MATERIALS PROVIDED:
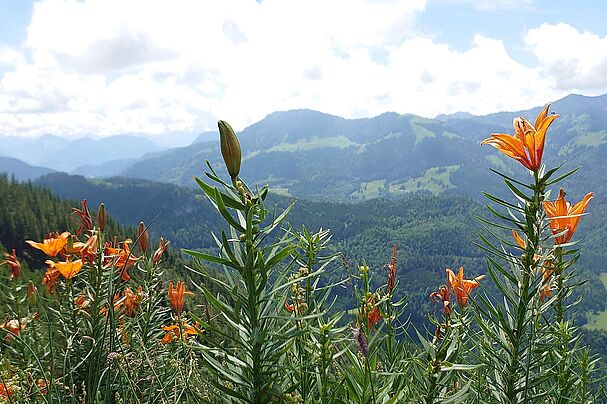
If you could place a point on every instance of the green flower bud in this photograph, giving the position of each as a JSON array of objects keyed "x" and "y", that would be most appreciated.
[
  {"x": 101, "y": 217},
  {"x": 230, "y": 148}
]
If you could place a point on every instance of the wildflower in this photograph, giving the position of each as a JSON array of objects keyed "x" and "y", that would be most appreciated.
[
  {"x": 32, "y": 290},
  {"x": 521, "y": 243},
  {"x": 82, "y": 302},
  {"x": 41, "y": 384},
  {"x": 85, "y": 216},
  {"x": 290, "y": 307},
  {"x": 14, "y": 327},
  {"x": 51, "y": 276},
  {"x": 69, "y": 269},
  {"x": 101, "y": 217},
  {"x": 89, "y": 250},
  {"x": 444, "y": 297},
  {"x": 391, "y": 271},
  {"x": 563, "y": 217},
  {"x": 14, "y": 266},
  {"x": 360, "y": 340},
  {"x": 373, "y": 313},
  {"x": 129, "y": 301},
  {"x": 230, "y": 148},
  {"x": 52, "y": 245},
  {"x": 162, "y": 245},
  {"x": 462, "y": 287},
  {"x": 172, "y": 332},
  {"x": 72, "y": 247},
  {"x": 123, "y": 258},
  {"x": 143, "y": 237},
  {"x": 176, "y": 295},
  {"x": 527, "y": 144},
  {"x": 301, "y": 306},
  {"x": 5, "y": 390}
]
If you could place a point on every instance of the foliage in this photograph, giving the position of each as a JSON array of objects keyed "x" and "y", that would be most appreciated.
[{"x": 290, "y": 318}]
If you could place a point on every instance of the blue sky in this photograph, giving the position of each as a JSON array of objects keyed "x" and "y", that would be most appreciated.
[{"x": 104, "y": 67}]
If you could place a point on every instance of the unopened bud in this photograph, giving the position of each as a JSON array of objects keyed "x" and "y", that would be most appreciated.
[
  {"x": 230, "y": 148},
  {"x": 101, "y": 217},
  {"x": 142, "y": 236}
]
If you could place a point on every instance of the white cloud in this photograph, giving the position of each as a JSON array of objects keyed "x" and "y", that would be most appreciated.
[
  {"x": 576, "y": 61},
  {"x": 493, "y": 5},
  {"x": 9, "y": 57},
  {"x": 146, "y": 66}
]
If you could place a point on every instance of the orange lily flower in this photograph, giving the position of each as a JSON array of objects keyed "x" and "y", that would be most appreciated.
[
  {"x": 14, "y": 327},
  {"x": 130, "y": 301},
  {"x": 51, "y": 276},
  {"x": 176, "y": 296},
  {"x": 73, "y": 247},
  {"x": 123, "y": 258},
  {"x": 14, "y": 266},
  {"x": 527, "y": 144},
  {"x": 172, "y": 332},
  {"x": 564, "y": 217},
  {"x": 462, "y": 287},
  {"x": 82, "y": 302},
  {"x": 52, "y": 245},
  {"x": 41, "y": 384},
  {"x": 444, "y": 297},
  {"x": 5, "y": 390},
  {"x": 162, "y": 245},
  {"x": 69, "y": 269},
  {"x": 89, "y": 250}
]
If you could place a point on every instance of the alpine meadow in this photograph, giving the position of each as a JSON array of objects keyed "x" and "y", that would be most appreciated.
[{"x": 303, "y": 201}]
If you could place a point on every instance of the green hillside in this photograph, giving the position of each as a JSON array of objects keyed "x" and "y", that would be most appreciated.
[{"x": 311, "y": 155}]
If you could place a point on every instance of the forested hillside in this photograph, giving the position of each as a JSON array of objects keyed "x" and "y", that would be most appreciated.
[{"x": 431, "y": 232}]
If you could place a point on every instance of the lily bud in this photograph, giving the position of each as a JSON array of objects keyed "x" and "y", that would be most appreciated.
[
  {"x": 101, "y": 217},
  {"x": 230, "y": 148},
  {"x": 142, "y": 236}
]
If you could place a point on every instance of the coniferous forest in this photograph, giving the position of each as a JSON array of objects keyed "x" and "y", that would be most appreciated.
[{"x": 258, "y": 298}]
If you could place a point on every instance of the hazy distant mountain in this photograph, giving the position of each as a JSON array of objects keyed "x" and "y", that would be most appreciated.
[
  {"x": 104, "y": 170},
  {"x": 309, "y": 154},
  {"x": 63, "y": 154},
  {"x": 20, "y": 170},
  {"x": 206, "y": 137}
]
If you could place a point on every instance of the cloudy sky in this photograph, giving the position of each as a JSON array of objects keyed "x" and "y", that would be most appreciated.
[{"x": 105, "y": 67}]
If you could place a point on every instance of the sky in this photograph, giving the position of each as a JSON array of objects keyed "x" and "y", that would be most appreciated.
[{"x": 158, "y": 68}]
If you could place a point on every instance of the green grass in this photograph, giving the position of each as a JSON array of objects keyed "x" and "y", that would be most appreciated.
[
  {"x": 306, "y": 144},
  {"x": 435, "y": 179},
  {"x": 598, "y": 321},
  {"x": 369, "y": 190},
  {"x": 420, "y": 132}
]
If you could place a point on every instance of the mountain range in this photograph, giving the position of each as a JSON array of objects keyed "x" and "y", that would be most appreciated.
[{"x": 312, "y": 155}]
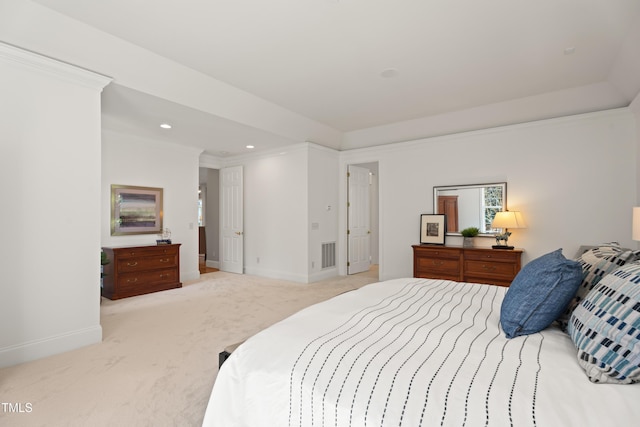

REQUIREMENT:
Set down the records precisely as they appear. Any picture stays out.

SOLUTION TO THIS PROBLEM:
If you could place a point on every instance of the green flower bud in this photograph, giving the position of each as a JSON array of objects keyed "x" and "y", that would be most appreciated.
[
  {"x": 101, "y": 217},
  {"x": 230, "y": 148}
]
If you could place a point on every instance of the wildflower in this photograph, giving the position of each as a JSON array of objects keyed "x" and "y", that would be most appreciated.
[
  {"x": 32, "y": 290},
  {"x": 521, "y": 243},
  {"x": 82, "y": 302},
  {"x": 41, "y": 384},
  {"x": 85, "y": 216},
  {"x": 290, "y": 307},
  {"x": 14, "y": 327},
  {"x": 51, "y": 276},
  {"x": 69, "y": 269},
  {"x": 101, "y": 217},
  {"x": 89, "y": 250},
  {"x": 444, "y": 297},
  {"x": 391, "y": 271},
  {"x": 563, "y": 217},
  {"x": 14, "y": 266},
  {"x": 360, "y": 340},
  {"x": 373, "y": 313},
  {"x": 129, "y": 301},
  {"x": 230, "y": 148},
  {"x": 52, "y": 245},
  {"x": 162, "y": 245},
  {"x": 462, "y": 287},
  {"x": 172, "y": 332},
  {"x": 72, "y": 247},
  {"x": 123, "y": 258},
  {"x": 143, "y": 237},
  {"x": 176, "y": 295},
  {"x": 527, "y": 144},
  {"x": 301, "y": 306},
  {"x": 5, "y": 390}
]
If you could place a point on every instance of the foliage in this photograph, giving the position of each as a JSON array of objects keyed "x" and "y", that would be most appreciated.
[{"x": 290, "y": 318}]
If you could place a point on every instance of the blue sky in this photograph, giving the position of each as a JSON array of objects keyed "x" and "y", that would be most appreciated.
[{"x": 104, "y": 67}]
If you could place a point on every instance of the unopened bud in this photograph, giving the position of each as a JSON array of objects keyed "x" and "y", that would be most appreciated.
[
  {"x": 230, "y": 148},
  {"x": 101, "y": 217},
  {"x": 142, "y": 236}
]
If you could place a point on every instance of the white cloud in this photograph, giving the position of each as a JSON array of objects keyed "x" and "y", that would be most appreciated.
[
  {"x": 576, "y": 61},
  {"x": 493, "y": 5},
  {"x": 9, "y": 57},
  {"x": 146, "y": 66}
]
If you could place a point on every instance of the orange lily flower in this photograph, giving the position of each as a JSON array of objects keyed "x" and "y", that would be most appreciated.
[
  {"x": 14, "y": 327},
  {"x": 130, "y": 301},
  {"x": 51, "y": 276},
  {"x": 176, "y": 296},
  {"x": 73, "y": 247},
  {"x": 123, "y": 258},
  {"x": 14, "y": 266},
  {"x": 527, "y": 144},
  {"x": 172, "y": 332},
  {"x": 564, "y": 217},
  {"x": 462, "y": 287},
  {"x": 82, "y": 302},
  {"x": 52, "y": 245},
  {"x": 41, "y": 384},
  {"x": 444, "y": 297},
  {"x": 5, "y": 390},
  {"x": 162, "y": 245},
  {"x": 69, "y": 269},
  {"x": 89, "y": 250}
]
If you could place a point on every instance of the alpine meadow in this photograph, giving the position of each as a JSON array of objects keyed "x" and "y", that would be most appreciated.
[{"x": 303, "y": 201}]
If you could place a point on every instance of the green hillside in this photograph, giving the position of each as a JSON array of objects keyed "x" and "y", that would be most appreciated.
[{"x": 311, "y": 155}]
If you could place a point on every instance of the forested hillside in this photograph, giving the position of each as a JSON array of objects keyed "x" and "y", that would be most appreciated.
[{"x": 431, "y": 232}]
If you could place a point on every instance of the lily bud in this photograph, giving the position of each as a JSON array of objects keyed "x" and "y", that would be most appreciated.
[
  {"x": 101, "y": 217},
  {"x": 230, "y": 148},
  {"x": 142, "y": 236}
]
If you could place a point on every instance of the coniferous forest in this photograph, giving the position of each as a JSON array of objects keyed "x" and "y", that would be most appreciated.
[{"x": 258, "y": 298}]
If you could place a point on every instance of the hazy distant mountain in this photograph, giving the position of each as a JSON array of objects keyed "x" and "y", that would be most appreciated.
[
  {"x": 104, "y": 170},
  {"x": 309, "y": 154},
  {"x": 63, "y": 154},
  {"x": 20, "y": 170},
  {"x": 206, "y": 137}
]
If you could place a point on every instance of the cloudy sky in this photograph, giving the position of each as a JSON array of objects keyed "x" and "y", that would be most appreciated.
[{"x": 105, "y": 67}]
If you could place a point on every instance of the sky in this photograph, giving the position of each as a JSON array of objects keyed "x" and "y", that would be most appreciated.
[{"x": 158, "y": 68}]
If you could place a point on every instance of the green grass in this photograph, giving the position of each as a JSON array of objects keyed "x" and "y", that would be most appreciated.
[
  {"x": 306, "y": 144},
  {"x": 435, "y": 179},
  {"x": 598, "y": 321},
  {"x": 369, "y": 190},
  {"x": 420, "y": 132}
]
If you could place a point on every instance of the mountain range in this photograph, giving the position of each as a JSON array of objects keyed "x" and "y", that would be most appreciated.
[{"x": 312, "y": 155}]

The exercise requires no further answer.